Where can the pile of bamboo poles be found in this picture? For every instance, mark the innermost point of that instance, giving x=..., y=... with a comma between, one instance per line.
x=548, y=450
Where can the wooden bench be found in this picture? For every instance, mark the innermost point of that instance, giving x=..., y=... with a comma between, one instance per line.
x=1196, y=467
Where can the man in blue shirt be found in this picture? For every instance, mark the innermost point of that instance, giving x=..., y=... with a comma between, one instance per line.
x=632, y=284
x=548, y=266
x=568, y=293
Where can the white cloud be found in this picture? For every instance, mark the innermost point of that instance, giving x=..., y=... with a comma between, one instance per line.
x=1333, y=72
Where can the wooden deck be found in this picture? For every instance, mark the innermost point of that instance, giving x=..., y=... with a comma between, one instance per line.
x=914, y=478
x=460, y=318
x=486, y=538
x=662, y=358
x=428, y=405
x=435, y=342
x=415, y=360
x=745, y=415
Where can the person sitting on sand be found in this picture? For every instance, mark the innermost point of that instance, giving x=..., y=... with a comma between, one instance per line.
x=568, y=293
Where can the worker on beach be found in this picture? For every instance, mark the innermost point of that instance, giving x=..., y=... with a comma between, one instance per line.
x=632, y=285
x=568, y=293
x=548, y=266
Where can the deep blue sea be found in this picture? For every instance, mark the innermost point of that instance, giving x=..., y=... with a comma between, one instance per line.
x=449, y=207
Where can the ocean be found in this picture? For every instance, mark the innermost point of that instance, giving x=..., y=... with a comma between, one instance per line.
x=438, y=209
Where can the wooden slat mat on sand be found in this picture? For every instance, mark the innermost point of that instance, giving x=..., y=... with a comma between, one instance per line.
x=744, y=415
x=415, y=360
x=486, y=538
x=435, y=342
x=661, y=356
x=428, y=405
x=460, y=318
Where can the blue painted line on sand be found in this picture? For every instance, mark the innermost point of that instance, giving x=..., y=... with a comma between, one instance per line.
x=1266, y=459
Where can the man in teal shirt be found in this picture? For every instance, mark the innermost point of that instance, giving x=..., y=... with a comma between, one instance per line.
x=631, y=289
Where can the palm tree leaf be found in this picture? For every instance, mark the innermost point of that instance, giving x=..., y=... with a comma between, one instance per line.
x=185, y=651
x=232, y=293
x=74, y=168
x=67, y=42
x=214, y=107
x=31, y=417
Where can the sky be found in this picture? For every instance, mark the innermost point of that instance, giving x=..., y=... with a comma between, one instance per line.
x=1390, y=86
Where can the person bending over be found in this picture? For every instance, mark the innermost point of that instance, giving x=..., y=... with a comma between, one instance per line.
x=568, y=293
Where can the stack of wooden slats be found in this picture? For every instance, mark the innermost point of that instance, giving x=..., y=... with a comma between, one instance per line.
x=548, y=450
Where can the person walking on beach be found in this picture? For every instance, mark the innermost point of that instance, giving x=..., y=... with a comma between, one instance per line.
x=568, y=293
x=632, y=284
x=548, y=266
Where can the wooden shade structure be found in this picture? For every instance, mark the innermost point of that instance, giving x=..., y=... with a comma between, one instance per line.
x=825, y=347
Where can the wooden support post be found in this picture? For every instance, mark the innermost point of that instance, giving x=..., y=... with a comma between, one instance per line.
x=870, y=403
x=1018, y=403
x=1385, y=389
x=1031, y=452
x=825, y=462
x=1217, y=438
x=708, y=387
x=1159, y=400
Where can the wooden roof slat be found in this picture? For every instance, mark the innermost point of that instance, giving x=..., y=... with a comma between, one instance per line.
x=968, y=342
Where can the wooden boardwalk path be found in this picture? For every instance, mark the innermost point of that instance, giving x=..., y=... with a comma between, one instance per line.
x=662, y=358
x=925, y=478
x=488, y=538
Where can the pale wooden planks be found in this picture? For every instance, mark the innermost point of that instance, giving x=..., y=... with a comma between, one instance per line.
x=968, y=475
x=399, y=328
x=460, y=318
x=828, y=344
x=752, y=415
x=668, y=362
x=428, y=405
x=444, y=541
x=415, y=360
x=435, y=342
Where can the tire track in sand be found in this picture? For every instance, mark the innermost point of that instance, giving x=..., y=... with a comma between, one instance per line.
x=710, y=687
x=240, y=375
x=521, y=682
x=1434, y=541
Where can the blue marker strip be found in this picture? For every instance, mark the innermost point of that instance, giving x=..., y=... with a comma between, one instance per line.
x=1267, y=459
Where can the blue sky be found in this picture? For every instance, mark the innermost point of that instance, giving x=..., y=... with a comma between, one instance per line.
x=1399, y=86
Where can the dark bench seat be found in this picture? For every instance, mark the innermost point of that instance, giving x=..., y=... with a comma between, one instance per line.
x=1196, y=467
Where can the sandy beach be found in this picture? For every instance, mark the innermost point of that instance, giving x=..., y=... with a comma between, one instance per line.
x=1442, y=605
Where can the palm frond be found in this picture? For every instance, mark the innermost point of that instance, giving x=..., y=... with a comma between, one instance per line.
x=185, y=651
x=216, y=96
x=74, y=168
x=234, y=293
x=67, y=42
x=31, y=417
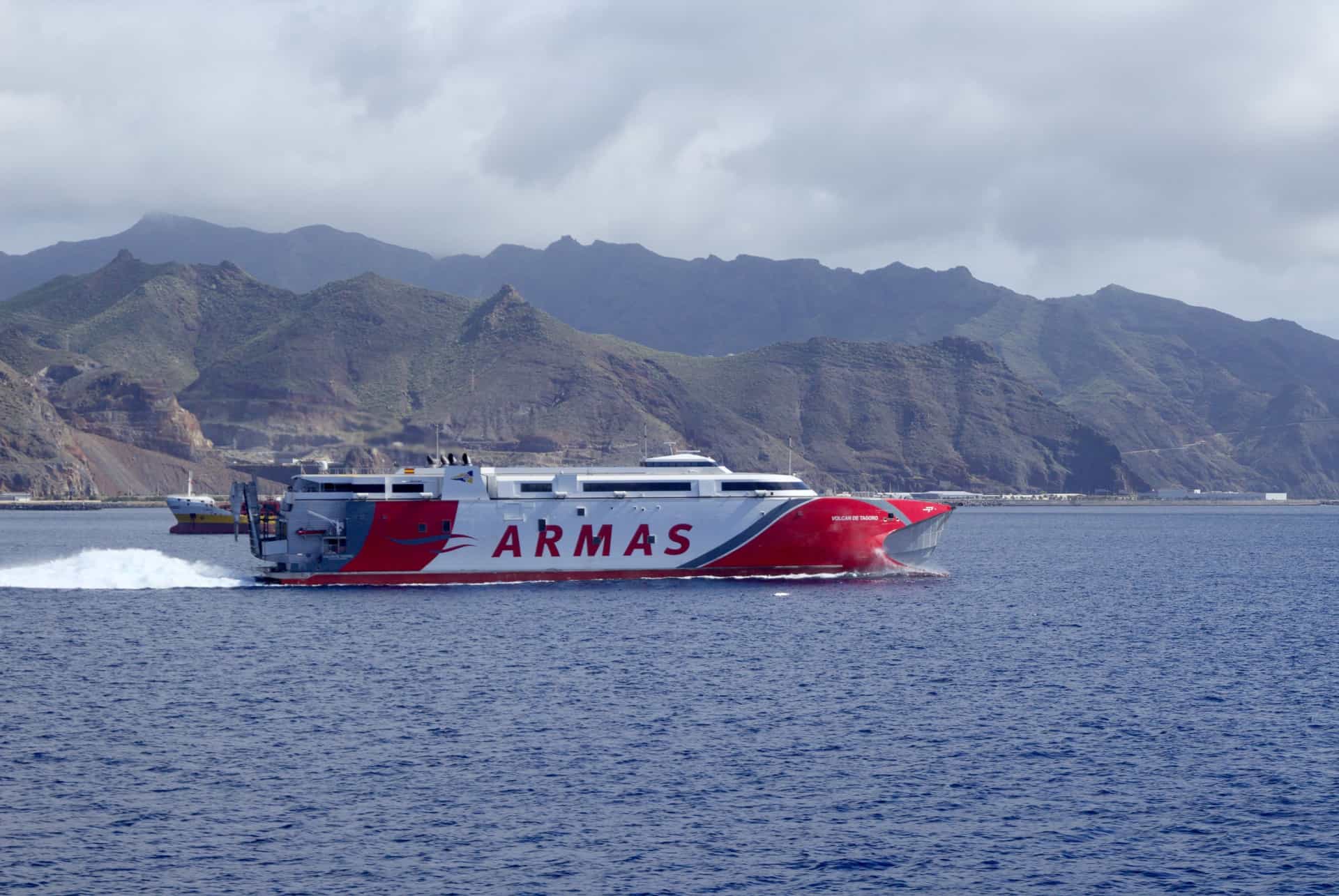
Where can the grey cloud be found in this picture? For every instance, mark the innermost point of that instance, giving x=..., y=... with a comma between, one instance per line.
x=1177, y=148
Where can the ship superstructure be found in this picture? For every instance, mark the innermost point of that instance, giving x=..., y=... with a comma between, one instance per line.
x=678, y=515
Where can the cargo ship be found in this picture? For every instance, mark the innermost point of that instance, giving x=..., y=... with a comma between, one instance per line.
x=675, y=516
x=201, y=515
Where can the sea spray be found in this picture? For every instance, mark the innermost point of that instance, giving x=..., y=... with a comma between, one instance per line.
x=128, y=568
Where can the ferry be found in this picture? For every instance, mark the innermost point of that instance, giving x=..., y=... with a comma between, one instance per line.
x=675, y=516
x=201, y=515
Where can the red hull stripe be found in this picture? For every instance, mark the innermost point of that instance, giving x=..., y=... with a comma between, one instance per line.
x=538, y=575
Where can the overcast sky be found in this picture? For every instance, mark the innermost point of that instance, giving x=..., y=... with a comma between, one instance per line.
x=1187, y=149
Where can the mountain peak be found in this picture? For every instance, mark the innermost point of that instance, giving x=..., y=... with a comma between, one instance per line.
x=566, y=241
x=506, y=295
x=506, y=315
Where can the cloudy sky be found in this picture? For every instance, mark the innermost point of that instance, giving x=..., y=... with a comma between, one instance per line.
x=1187, y=149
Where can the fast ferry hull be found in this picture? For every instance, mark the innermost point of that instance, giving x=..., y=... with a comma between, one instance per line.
x=444, y=541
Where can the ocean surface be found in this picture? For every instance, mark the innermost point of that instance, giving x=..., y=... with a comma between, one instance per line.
x=1089, y=699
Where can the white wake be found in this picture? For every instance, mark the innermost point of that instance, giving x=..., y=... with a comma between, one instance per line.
x=118, y=570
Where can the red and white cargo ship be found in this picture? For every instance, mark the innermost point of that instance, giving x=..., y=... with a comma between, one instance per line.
x=675, y=516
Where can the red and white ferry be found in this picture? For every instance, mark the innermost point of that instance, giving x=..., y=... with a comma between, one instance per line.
x=679, y=515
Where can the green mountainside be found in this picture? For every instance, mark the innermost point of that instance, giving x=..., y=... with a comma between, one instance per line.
x=1192, y=397
x=371, y=362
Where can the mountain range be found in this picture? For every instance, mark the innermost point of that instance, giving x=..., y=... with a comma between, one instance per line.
x=1189, y=395
x=368, y=362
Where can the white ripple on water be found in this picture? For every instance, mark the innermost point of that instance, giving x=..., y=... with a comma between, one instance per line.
x=126, y=568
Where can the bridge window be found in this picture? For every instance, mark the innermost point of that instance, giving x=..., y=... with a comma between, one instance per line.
x=636, y=487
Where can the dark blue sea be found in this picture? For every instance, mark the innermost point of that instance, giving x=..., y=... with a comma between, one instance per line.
x=1090, y=699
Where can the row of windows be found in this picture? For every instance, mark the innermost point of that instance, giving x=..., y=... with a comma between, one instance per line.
x=750, y=485
x=726, y=485
x=636, y=487
x=374, y=488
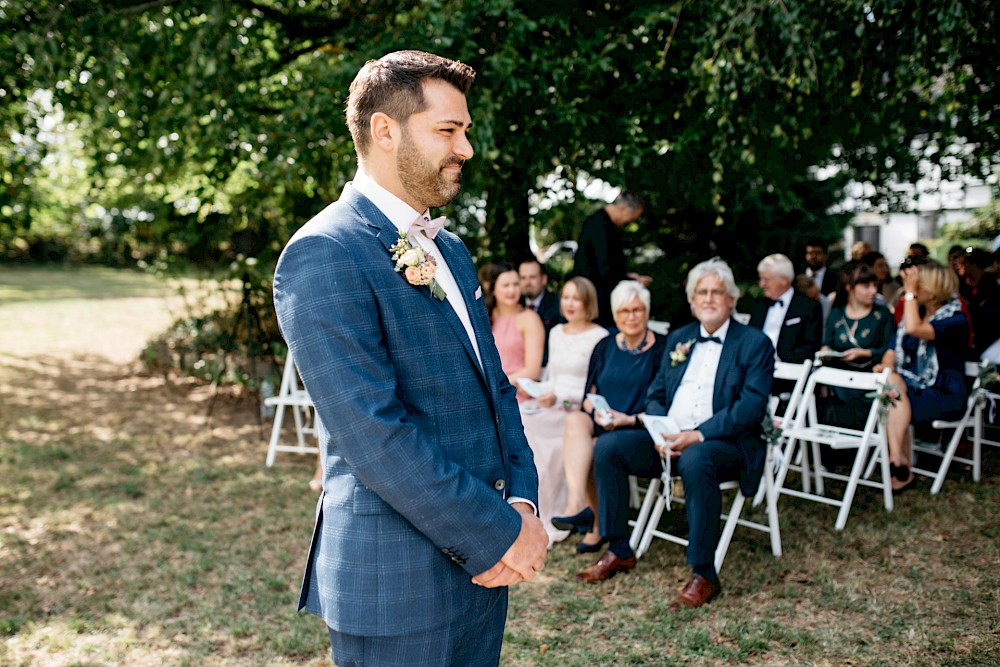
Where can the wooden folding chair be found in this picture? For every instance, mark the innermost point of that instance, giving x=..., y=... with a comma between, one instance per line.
x=291, y=396
x=971, y=419
x=870, y=442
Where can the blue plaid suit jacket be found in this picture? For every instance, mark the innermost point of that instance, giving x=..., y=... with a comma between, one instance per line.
x=421, y=445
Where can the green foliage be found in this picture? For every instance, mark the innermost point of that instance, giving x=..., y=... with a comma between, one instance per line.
x=222, y=122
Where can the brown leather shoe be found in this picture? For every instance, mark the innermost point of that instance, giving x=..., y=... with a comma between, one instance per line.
x=607, y=567
x=698, y=591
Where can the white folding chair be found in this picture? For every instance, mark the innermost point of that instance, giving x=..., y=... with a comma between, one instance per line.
x=971, y=418
x=291, y=396
x=799, y=373
x=870, y=443
x=646, y=526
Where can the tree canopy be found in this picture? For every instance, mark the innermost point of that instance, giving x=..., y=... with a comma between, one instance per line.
x=204, y=128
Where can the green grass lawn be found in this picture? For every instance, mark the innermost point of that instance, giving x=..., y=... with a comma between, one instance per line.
x=136, y=531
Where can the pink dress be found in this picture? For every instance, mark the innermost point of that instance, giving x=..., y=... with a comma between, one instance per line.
x=569, y=359
x=510, y=342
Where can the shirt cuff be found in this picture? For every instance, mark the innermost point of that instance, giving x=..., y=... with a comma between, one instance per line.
x=516, y=499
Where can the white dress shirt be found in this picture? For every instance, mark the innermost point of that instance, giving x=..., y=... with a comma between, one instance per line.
x=692, y=404
x=402, y=216
x=776, y=316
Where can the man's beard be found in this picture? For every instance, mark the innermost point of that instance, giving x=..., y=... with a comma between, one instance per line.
x=422, y=180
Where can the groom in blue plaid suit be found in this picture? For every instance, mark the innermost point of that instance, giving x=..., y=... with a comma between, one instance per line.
x=428, y=511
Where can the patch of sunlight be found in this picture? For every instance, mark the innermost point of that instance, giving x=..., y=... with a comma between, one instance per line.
x=78, y=641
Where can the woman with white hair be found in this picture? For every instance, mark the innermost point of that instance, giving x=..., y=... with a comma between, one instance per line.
x=621, y=368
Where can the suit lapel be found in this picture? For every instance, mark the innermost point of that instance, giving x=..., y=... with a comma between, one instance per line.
x=677, y=372
x=727, y=362
x=388, y=234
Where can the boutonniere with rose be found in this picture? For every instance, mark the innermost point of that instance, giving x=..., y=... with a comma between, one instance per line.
x=679, y=353
x=416, y=265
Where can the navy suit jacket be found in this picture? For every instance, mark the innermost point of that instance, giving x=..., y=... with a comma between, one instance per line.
x=739, y=401
x=421, y=445
x=801, y=332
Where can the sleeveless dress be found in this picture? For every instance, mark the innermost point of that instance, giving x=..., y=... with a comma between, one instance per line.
x=510, y=345
x=569, y=361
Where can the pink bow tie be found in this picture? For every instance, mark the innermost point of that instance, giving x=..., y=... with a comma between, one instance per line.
x=430, y=228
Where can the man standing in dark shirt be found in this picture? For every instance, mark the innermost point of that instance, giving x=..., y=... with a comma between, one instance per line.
x=600, y=253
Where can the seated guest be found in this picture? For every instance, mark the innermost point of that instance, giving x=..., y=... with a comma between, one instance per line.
x=886, y=288
x=792, y=321
x=805, y=285
x=862, y=331
x=816, y=268
x=621, y=369
x=981, y=291
x=927, y=359
x=534, y=288
x=715, y=386
x=860, y=248
x=517, y=331
x=570, y=347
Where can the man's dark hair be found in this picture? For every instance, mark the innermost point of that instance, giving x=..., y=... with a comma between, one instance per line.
x=393, y=84
x=631, y=199
x=533, y=260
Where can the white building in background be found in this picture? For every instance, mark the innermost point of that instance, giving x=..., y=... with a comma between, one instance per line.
x=919, y=213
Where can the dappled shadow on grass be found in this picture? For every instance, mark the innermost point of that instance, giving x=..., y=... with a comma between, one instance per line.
x=917, y=586
x=57, y=282
x=134, y=531
x=133, y=526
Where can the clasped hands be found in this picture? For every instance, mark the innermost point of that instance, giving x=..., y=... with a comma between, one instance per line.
x=675, y=443
x=524, y=557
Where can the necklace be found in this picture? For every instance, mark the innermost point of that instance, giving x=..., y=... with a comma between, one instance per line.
x=623, y=346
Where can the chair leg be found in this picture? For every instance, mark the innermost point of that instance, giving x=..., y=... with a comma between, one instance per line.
x=728, y=529
x=852, y=486
x=638, y=530
x=977, y=443
x=654, y=521
x=771, y=494
x=272, y=445
x=949, y=455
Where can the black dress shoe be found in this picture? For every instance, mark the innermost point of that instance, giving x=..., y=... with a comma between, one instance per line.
x=578, y=523
x=584, y=548
x=607, y=567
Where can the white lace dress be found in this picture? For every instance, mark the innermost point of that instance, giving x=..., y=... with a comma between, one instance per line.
x=569, y=359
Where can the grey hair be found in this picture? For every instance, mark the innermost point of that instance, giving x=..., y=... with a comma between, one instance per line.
x=719, y=269
x=626, y=292
x=777, y=264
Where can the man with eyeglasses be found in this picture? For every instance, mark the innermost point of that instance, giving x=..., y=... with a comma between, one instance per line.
x=714, y=383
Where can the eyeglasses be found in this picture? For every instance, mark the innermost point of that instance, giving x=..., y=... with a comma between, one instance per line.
x=709, y=293
x=625, y=313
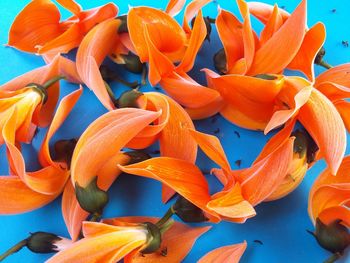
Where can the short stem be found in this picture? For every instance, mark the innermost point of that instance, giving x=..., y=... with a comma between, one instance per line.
x=324, y=64
x=211, y=20
x=144, y=75
x=14, y=249
x=132, y=85
x=111, y=94
x=166, y=217
x=52, y=81
x=333, y=258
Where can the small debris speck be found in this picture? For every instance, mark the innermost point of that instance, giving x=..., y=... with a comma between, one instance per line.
x=238, y=163
x=237, y=134
x=258, y=242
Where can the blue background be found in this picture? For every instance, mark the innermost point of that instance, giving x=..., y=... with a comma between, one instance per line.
x=280, y=225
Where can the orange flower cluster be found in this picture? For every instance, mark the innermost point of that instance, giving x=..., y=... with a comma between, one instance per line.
x=248, y=88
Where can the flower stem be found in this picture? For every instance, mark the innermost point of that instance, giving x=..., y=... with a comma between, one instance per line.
x=333, y=258
x=14, y=249
x=166, y=217
x=144, y=75
x=324, y=64
x=52, y=81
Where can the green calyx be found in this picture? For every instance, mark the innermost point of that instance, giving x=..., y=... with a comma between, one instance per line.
x=39, y=89
x=64, y=150
x=334, y=237
x=129, y=99
x=91, y=198
x=137, y=156
x=154, y=238
x=42, y=242
x=304, y=144
x=220, y=62
x=123, y=28
x=38, y=242
x=133, y=63
x=266, y=76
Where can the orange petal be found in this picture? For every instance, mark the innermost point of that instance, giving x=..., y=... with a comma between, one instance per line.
x=342, y=213
x=274, y=23
x=301, y=92
x=184, y=177
x=271, y=57
x=230, y=32
x=63, y=43
x=16, y=197
x=49, y=180
x=263, y=11
x=343, y=107
x=152, y=132
x=159, y=64
x=329, y=190
x=312, y=43
x=231, y=205
x=165, y=33
x=325, y=125
x=198, y=35
x=36, y=24
x=175, y=140
x=260, y=180
x=226, y=254
x=111, y=246
x=73, y=214
x=103, y=140
x=70, y=5
x=212, y=147
x=178, y=240
x=90, y=56
x=338, y=75
x=64, y=108
x=206, y=111
x=188, y=92
x=249, y=39
x=174, y=7
x=191, y=11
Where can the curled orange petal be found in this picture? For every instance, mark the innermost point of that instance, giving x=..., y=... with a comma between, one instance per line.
x=271, y=57
x=226, y=254
x=96, y=45
x=322, y=120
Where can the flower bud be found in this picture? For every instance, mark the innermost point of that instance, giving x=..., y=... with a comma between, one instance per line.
x=154, y=238
x=220, y=62
x=131, y=99
x=43, y=242
x=91, y=198
x=334, y=237
x=132, y=63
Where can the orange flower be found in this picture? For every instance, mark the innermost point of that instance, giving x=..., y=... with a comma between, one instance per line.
x=226, y=254
x=170, y=127
x=38, y=28
x=329, y=201
x=25, y=191
x=163, y=50
x=115, y=239
x=34, y=102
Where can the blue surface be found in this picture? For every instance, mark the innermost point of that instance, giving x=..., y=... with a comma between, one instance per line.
x=280, y=225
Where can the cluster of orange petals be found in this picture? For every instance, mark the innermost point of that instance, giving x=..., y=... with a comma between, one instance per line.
x=251, y=92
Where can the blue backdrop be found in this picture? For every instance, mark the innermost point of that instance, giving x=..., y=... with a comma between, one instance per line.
x=280, y=225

▬▬▬▬▬▬

Directions
Print the rows above verbatim, starting with the line that contains "Where can the wooden folding" and going on through the line that contains "x=510, y=342", both included.

Solution to this task
Where can the wooden folding chair be found in this picture? For every instance, mark the innermost point of that instance, giving x=..., y=... with a comma between, one instance per line.
x=291, y=396
x=971, y=419
x=870, y=442
Where can the blue plaid suit jacket be found in this picture? For every instance, mark the innermost point of that instance, giving x=..., y=... with a comma between, one instance per line.
x=421, y=445
Where can the green foliage be found in this picture? For every instance, mark the innermost point of that instance, giving x=..., y=... with a comma between, one instance per line.
x=222, y=122
Where can the brown leather shoe be found in this picture? For every instance, mark the innermost point of that instance, giving x=..., y=... with a comma between, one instance per line.
x=607, y=567
x=698, y=591
Where can the white folding chair be found in this picture? For every instance, mark the innermost point of that instance, giving x=..., y=... with a comma between, one instance per line.
x=971, y=418
x=291, y=396
x=799, y=373
x=870, y=443
x=646, y=526
Where can the tree canopy be found in this picture? For every instance, mark the innermost point of that instance, giving x=..., y=... with a comma between, one instance per line.
x=204, y=128
Where can the green grass lawn be found in this picture? For every instance, mark the innermost point of that instance, giving x=..., y=... with a comma between, one instance per line.
x=136, y=531
Where can the pink dress be found in this picture? For every instance, mark the innermost point of that instance, giving x=..., y=... with a comma between, one instance per line.
x=569, y=359
x=510, y=342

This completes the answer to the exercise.